Text to read -
* * * * * * * * *

Posted Fri Feb 15, 2008 8:00am PST by Michelle Lewis in Jill Sobule and The Provocateurs

Jill S has been an active supporter of Families Against Mandatory Minimums (FAMM) for a while and it was through her that I found out about them.  The issue hits home for me.  My half-brother was caught dealing weed and some acid at the WRONG time - during the whole Reagan "full extent of the law" years.  He went into prison when I was 7 and got out when I was 27.  20 years.  Granted he did some things while incarcerated that, um, worsened his situation.  But from what I understand, his case was pretty extreme.  Anyway, I wrote this song "Outside" about the time right after he had gotten out of prison, had come back to NY and was trying to re-connect with his family and former life there.  So hard.  

The studio version of this song is on my first album, but my husband Dan, Jill and I ended up re-recording it for this post with the 3 of us just sitting around a microphone, playing live.  

Michelle Lewis: "Outside"  (MP3, 5:01)

 

Jill's friend Julie Stewart is the founder of FAMM and generously wrote this post...


In the spring of 1990, I received a phone call from my brother Jeff that would change the course of my life.  He called me from the Spokane County jail in Washington State to tell me he had been arrested for growing marijuana.  My initial thoughts were "how stupid of you... but at least it's 'only' marijuana."   I had a lot to learn.  A few months later, Jeff was sentenced to five years in federal prison without parole.

Before Jeff's arrest, I naively assumed that in the American system of justice, the judge had the discretion to fashion punishment that was proportionate, based on the seriousness of the offense and the individual's role in the crime. But the prosecutor's power to take five years of my brother's freedom for nonviolent, victimless activity - against the wishes of the judge - convinced me that our justice system was totally screwed up.

I was so outraged by the injustice of my brother's sentence that quit my job and launched Families Against Mandatory Minimums (FAMM) to advocate for sentencing laws that didn't destroy lives!  FAMM does not promote drug legalization - instead we fight for sentencing policies that are individualized, humane, and sufficient but not greater than necessary to impose just punishment and protect public safety.  In other words, the punishment should fit the crime and the individual's role in it. The one-size-fits-all punishment of mandatory minimum sentences guarantees injustice will be done.

* * * * * * * * *

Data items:
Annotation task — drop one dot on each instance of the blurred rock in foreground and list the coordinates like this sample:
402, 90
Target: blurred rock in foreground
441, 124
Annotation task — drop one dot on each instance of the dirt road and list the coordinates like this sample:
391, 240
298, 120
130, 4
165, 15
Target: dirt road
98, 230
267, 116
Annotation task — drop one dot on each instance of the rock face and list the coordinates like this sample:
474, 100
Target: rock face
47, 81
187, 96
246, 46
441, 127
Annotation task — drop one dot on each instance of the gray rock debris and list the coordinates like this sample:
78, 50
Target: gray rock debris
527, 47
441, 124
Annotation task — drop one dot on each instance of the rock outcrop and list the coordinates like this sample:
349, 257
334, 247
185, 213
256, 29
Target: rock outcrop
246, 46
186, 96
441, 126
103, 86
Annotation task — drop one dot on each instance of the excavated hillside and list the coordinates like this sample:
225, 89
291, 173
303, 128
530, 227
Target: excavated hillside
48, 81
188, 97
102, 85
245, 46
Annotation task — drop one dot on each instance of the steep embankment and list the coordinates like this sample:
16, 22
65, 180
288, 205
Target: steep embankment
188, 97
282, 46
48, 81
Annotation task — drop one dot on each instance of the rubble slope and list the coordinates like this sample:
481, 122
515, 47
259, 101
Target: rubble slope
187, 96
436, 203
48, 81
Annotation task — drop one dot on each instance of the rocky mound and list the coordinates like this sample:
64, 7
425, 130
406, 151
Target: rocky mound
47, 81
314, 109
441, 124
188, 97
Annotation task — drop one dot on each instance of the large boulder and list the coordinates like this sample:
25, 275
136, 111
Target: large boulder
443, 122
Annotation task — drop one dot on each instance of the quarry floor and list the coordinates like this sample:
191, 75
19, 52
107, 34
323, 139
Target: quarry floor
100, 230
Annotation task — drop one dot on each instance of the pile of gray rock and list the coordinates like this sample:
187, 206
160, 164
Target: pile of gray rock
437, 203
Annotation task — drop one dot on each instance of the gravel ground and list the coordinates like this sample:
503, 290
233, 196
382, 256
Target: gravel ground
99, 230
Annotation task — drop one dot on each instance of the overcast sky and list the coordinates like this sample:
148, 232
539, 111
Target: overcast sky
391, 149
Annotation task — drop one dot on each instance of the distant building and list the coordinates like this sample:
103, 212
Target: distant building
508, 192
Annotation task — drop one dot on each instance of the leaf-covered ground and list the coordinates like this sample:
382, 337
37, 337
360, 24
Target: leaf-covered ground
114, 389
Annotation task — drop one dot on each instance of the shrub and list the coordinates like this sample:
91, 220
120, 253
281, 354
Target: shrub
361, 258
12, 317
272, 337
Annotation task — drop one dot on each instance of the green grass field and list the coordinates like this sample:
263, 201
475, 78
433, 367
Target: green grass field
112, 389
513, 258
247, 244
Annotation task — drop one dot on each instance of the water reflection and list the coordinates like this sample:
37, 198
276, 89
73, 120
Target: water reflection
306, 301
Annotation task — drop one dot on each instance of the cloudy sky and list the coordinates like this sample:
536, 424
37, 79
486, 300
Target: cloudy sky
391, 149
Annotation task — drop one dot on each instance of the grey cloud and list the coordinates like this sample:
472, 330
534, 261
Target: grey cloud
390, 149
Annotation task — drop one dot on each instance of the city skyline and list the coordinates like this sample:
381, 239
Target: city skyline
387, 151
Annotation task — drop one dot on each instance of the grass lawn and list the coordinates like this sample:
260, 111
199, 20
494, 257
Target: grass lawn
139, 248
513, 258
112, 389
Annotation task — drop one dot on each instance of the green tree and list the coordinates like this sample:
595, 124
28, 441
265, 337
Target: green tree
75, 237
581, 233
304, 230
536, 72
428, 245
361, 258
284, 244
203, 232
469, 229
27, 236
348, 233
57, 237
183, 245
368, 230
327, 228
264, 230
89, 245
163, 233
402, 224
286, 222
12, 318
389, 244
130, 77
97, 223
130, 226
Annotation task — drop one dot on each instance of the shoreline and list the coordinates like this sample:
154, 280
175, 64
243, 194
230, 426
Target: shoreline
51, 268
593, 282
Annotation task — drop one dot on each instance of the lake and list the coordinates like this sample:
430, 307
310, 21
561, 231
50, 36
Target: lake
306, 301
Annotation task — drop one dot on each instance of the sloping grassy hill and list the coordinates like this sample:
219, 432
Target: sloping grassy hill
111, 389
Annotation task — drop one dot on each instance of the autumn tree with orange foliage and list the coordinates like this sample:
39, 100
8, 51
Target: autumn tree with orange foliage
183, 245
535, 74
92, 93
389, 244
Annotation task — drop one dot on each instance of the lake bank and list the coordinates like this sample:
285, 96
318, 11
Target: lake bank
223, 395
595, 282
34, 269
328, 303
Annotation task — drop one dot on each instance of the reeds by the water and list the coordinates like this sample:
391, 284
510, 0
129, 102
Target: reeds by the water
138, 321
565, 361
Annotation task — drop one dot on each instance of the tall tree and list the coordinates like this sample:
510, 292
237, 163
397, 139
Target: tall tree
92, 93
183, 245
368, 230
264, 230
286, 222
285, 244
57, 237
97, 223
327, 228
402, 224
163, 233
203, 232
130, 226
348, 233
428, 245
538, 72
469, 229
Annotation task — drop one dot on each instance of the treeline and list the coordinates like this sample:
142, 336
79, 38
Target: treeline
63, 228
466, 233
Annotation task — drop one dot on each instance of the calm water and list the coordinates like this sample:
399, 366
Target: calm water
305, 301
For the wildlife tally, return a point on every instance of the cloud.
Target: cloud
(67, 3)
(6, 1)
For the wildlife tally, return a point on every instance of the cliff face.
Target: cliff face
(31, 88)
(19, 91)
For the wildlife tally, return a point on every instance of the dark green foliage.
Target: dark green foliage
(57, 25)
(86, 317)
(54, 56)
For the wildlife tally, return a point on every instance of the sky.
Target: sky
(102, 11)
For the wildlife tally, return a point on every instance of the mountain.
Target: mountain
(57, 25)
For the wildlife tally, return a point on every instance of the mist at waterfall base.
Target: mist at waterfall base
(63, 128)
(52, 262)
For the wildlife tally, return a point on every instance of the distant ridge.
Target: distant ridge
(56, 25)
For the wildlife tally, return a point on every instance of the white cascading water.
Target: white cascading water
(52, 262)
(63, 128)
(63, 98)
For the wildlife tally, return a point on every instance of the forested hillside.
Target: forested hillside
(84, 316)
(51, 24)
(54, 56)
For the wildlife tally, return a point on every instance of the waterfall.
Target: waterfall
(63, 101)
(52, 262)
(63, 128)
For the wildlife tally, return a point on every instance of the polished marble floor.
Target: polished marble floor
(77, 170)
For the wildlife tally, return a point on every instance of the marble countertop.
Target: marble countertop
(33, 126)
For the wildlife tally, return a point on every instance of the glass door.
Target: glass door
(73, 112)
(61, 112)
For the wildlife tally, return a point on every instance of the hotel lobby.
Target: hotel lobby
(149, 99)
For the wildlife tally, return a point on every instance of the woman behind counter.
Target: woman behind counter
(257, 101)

* * * * * * * * *

Task instructions -
**a)** In the post about Families Against Mandatory Minimums, what sentence did Jeff receive for growing marijuana?
**b)** Please pick up the post about Families Against Mandatory Minimums right after its last sentence.

Answers for the exercise -
**a)** Five years in federal prison without parole.

**b)**
In the past 16 years, I have learned about those injustices from thousands of prisoners and their families whose stories make my brother's plight seem mild.  For example, a decorated Vietnam veteran named Marty Sax is serving 20 years in prison for a marijuana offense.  He was arrested five years after he withdrew from the business. By then he was a successful realtor and a married man with a seven-month old son.  Marty's son is now 15 years old.  Why did the government deprive him of the chance to be part of his son's entire childhood?  To rehabilitate a man who had not been involved in drugs for five years?  To protect society from a realtor?  Or to inflict mindless cruelty?  The judge who sentenced Marty apologized for imposing what he called a "draconian" sentence but stated that he had no choice.

Marty's judge and my brother's judge were not unique.  No federal judge has a choice in such cases because Congress insists on passing laws that mandate a specific minimum length of imprisonment for people convicted of certain crimes.  This arrogance is not new; in 1790, Congress enacted a mandatory sentence of life without parole for anyone convicted of piracy.  But it reached new heights of absurdity in the mid-1980s when Members of Congress tried to eradicate drug abuse by enacting a host of harsh mandatory minimum sentencing laws for drug offenses.

Today sentences are based solely on drug type and weight, and judges are forbidden to consider relevant facts such as the defendant's motive, family circumstances and likelihood of rehabilitation.  A handful of federal judges have quit the bench out of frustration with these laws. And senior judges routinely refuse to take drug cases because they know that mandatory sentences force them to sentence crimes, not people.  And what a price those people pay. . . .

Timothy Tyler was a 20-year-old following the Grateful Dead around the country like scores of other young people in the 1980s and '90s, racking up a short string of youthful convictions.  In 1992, Timothy mailed LSD to a "friend" who turned out to be a confidential informant for the government.  Timothy was arrested, convicted of selling over 10 grams of LSD and sentenced under a federal three-strikes law to life without parole in federal prison.   This nonviolent hippie will die in prison for selling LSD!  He has already served 15 years behind bars.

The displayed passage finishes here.